═════ RECORDS FOR THIS TASK

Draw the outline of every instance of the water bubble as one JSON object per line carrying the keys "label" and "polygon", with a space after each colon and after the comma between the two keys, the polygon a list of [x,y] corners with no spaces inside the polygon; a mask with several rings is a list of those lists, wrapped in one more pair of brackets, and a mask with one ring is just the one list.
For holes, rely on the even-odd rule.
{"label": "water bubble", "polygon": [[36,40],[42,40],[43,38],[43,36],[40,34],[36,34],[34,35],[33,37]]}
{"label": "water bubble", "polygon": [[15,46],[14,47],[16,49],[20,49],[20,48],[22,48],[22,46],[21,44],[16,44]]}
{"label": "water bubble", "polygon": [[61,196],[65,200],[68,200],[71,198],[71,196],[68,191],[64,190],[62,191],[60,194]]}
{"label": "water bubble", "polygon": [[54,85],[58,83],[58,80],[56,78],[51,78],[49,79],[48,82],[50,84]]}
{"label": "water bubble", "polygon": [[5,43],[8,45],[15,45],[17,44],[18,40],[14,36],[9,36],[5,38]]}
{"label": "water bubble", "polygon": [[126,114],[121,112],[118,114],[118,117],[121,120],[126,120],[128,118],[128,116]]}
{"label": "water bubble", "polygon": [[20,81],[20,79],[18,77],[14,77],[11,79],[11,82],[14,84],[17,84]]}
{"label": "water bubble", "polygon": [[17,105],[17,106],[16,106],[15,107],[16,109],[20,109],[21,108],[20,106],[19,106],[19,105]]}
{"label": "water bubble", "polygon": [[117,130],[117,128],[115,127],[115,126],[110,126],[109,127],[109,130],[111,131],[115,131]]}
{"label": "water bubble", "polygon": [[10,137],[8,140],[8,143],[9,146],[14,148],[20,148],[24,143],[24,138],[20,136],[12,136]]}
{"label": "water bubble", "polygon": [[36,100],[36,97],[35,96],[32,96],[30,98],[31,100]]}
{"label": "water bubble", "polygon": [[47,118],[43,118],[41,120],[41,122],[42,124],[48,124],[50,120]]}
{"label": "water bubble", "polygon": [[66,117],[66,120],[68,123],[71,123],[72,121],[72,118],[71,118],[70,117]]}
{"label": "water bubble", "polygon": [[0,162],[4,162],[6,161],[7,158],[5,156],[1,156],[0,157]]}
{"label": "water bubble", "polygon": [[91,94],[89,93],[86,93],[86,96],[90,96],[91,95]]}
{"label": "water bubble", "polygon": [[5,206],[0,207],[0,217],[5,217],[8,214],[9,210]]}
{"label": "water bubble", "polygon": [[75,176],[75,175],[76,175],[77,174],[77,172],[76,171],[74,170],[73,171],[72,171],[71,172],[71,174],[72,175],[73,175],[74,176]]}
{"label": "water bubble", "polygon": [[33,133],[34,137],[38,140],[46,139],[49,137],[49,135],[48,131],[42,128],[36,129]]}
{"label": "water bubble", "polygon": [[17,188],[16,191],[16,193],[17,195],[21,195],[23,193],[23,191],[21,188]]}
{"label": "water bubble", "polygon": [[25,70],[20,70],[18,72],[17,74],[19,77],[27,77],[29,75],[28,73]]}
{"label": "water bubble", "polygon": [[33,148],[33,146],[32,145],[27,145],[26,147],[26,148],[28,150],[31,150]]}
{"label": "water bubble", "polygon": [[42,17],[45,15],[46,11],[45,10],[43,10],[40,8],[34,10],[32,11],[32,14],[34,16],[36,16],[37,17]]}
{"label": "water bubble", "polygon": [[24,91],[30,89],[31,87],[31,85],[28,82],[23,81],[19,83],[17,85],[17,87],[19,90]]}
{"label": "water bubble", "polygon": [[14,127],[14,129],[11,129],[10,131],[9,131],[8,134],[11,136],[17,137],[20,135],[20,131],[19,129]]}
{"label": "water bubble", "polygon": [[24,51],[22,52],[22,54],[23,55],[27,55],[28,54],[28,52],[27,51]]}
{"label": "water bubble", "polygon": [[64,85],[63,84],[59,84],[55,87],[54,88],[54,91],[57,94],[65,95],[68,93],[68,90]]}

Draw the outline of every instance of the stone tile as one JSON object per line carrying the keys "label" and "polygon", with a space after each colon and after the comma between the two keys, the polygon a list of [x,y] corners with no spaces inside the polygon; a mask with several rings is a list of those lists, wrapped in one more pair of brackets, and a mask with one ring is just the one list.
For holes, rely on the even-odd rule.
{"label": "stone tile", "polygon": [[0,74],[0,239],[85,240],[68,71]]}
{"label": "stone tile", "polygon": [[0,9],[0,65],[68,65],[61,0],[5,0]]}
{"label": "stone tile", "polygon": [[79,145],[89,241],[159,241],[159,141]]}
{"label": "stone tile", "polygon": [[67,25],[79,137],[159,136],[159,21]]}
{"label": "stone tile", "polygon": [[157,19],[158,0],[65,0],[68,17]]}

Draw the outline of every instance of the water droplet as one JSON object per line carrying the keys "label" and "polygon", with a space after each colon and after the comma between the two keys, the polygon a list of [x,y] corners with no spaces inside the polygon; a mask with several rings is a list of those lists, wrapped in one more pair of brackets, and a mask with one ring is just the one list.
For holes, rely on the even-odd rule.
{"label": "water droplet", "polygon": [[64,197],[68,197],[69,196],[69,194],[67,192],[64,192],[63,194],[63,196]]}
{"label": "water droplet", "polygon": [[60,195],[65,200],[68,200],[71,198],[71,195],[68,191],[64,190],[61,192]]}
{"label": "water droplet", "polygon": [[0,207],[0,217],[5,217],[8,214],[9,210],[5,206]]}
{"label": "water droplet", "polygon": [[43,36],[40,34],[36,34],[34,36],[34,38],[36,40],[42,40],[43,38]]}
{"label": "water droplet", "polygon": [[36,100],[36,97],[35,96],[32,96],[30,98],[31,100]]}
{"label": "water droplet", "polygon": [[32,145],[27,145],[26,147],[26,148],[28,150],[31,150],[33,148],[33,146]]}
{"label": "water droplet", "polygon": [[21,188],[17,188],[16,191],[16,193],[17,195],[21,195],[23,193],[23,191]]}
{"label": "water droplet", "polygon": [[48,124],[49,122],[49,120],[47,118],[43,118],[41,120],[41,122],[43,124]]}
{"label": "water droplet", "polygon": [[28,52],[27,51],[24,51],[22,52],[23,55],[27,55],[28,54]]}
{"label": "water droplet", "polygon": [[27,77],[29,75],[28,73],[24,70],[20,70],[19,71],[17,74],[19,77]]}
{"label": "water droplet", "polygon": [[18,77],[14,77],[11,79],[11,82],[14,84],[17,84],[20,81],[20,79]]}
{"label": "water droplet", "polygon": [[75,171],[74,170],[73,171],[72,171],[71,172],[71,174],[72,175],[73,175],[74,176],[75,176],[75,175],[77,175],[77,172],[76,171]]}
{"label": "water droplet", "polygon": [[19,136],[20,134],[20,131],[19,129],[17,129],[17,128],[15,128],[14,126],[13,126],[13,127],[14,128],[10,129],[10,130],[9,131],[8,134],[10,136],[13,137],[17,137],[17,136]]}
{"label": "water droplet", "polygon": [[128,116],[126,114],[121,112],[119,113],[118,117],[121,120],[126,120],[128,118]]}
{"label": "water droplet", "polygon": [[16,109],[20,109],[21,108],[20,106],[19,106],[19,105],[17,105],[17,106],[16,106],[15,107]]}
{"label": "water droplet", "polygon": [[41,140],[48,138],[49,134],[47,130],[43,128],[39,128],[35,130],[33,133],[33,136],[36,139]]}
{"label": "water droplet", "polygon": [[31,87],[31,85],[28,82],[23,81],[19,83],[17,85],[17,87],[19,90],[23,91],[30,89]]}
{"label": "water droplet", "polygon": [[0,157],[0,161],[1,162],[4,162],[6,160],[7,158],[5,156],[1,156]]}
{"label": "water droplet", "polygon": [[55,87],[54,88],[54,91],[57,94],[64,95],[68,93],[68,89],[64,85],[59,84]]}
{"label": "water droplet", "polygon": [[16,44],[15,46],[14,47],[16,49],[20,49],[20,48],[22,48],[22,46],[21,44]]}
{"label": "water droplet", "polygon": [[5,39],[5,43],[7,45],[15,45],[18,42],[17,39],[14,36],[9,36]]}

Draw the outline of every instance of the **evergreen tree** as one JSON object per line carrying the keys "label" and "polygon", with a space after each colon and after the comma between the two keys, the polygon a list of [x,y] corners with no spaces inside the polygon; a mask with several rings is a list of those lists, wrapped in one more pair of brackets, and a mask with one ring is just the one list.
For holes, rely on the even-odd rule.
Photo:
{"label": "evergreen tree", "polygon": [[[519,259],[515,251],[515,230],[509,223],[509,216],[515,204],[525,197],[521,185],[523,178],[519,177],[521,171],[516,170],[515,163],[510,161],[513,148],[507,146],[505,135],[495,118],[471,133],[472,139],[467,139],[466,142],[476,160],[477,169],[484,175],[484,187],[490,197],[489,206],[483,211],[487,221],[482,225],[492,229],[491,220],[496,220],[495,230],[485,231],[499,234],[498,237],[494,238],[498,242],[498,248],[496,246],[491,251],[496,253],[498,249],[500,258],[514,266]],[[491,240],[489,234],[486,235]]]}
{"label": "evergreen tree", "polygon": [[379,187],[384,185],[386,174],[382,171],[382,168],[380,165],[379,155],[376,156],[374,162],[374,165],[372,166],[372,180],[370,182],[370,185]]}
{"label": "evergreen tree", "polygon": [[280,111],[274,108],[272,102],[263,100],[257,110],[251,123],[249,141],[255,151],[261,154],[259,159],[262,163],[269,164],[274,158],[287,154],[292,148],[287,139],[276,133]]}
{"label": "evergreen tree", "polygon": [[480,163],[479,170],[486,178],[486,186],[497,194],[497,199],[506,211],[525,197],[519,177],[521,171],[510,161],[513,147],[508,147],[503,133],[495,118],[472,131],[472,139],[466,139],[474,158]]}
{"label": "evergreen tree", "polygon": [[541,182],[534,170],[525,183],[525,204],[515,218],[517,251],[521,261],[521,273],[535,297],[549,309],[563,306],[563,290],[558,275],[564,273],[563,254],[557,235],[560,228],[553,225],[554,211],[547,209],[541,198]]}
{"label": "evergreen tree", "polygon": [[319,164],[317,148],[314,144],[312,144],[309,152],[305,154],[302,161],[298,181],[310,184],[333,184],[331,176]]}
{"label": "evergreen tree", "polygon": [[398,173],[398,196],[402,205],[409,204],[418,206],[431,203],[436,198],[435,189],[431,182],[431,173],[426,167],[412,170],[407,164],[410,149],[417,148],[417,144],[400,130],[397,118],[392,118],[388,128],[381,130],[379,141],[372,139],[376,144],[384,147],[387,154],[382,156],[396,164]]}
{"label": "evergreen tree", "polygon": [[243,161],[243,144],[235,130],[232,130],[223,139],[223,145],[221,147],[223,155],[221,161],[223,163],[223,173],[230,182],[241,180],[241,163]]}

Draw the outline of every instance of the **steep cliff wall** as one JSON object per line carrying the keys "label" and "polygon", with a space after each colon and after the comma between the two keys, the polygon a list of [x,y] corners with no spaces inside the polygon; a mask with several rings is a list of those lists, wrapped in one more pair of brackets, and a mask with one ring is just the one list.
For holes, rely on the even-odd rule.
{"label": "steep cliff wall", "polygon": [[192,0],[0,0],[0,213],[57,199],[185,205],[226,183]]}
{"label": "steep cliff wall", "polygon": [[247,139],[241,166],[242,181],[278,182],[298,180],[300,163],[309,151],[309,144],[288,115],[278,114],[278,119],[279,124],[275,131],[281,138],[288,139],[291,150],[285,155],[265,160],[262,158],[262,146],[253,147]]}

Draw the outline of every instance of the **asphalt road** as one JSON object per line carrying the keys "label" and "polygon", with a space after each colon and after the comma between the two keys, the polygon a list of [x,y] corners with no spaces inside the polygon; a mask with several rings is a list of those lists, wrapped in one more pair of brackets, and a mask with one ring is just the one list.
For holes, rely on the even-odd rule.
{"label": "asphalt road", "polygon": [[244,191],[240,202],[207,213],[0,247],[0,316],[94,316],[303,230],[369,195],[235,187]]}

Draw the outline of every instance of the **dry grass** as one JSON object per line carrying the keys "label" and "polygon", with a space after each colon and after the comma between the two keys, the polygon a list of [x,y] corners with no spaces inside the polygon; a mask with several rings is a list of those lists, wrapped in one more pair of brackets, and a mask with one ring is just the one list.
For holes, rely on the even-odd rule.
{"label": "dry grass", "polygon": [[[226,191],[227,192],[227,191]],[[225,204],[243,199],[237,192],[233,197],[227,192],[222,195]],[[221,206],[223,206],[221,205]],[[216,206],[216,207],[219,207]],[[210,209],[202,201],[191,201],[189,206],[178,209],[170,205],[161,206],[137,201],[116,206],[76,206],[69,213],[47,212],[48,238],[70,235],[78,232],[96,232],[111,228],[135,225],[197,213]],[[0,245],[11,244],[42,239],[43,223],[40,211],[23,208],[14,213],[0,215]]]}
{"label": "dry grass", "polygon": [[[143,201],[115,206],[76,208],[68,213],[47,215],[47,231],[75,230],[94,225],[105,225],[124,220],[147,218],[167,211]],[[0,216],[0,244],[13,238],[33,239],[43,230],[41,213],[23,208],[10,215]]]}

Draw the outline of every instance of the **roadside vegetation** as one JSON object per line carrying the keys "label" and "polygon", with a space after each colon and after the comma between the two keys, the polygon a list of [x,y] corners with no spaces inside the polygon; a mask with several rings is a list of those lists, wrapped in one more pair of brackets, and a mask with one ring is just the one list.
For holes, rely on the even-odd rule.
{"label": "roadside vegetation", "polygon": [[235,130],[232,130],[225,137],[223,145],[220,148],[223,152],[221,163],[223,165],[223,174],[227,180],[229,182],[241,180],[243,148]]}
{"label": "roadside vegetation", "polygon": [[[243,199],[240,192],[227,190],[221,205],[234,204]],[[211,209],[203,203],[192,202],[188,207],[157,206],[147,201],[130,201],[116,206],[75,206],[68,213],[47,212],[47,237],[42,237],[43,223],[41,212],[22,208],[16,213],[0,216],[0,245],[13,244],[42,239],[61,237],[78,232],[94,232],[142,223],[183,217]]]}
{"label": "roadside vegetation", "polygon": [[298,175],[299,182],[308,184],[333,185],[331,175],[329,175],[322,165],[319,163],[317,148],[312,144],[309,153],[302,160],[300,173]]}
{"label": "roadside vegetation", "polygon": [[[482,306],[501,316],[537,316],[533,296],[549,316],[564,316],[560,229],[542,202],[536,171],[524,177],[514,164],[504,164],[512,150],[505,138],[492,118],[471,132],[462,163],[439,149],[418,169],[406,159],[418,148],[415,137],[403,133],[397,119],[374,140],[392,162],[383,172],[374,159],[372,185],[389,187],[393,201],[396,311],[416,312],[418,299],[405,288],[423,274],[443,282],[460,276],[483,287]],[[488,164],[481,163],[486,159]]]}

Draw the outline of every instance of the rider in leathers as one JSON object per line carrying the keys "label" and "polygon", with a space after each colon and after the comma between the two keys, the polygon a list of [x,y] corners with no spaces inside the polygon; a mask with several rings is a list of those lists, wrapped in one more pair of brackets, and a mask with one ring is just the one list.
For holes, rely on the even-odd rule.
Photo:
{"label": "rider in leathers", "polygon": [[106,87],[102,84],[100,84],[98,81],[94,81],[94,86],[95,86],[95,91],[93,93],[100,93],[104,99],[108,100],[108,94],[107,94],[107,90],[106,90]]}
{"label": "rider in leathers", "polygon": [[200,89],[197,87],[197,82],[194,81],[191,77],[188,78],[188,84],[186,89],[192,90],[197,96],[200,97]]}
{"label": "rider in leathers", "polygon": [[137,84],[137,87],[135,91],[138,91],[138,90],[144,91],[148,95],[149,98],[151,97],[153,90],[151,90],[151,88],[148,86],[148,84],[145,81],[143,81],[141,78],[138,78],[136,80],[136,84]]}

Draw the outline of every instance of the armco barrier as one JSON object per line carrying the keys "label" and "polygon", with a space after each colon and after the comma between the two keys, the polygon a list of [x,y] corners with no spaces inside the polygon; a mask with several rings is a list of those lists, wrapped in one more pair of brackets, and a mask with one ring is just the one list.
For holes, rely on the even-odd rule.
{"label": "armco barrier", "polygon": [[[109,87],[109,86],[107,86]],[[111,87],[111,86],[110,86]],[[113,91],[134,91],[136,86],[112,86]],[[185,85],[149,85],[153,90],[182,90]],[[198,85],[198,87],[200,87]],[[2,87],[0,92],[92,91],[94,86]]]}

══════════

WRITTEN REQUEST:
Locate each line in the material above that contains the string "wall", and copy those lines out in full.

RESPONSE TO THE TASK:
Draw the outline of every instance of the **steep cliff wall** as one JSON object per line carrying the keys "label" and "polygon", with a space after each colon and after the comma between the two keys, the polygon a list of [x,y] corners with no spaces inside the polygon; a mask with several rings is a list of those lists, wrapped in one more pair of brackets, and a mask with one ring is just the one list.
{"label": "steep cliff wall", "polygon": [[192,0],[0,0],[0,213],[57,199],[185,205],[226,183]]}
{"label": "steep cliff wall", "polygon": [[247,139],[241,166],[242,181],[278,182],[298,180],[300,163],[309,151],[309,144],[288,115],[278,114],[278,119],[279,124],[275,131],[281,138],[288,139],[291,150],[285,155],[265,160],[262,158],[262,146],[253,147]]}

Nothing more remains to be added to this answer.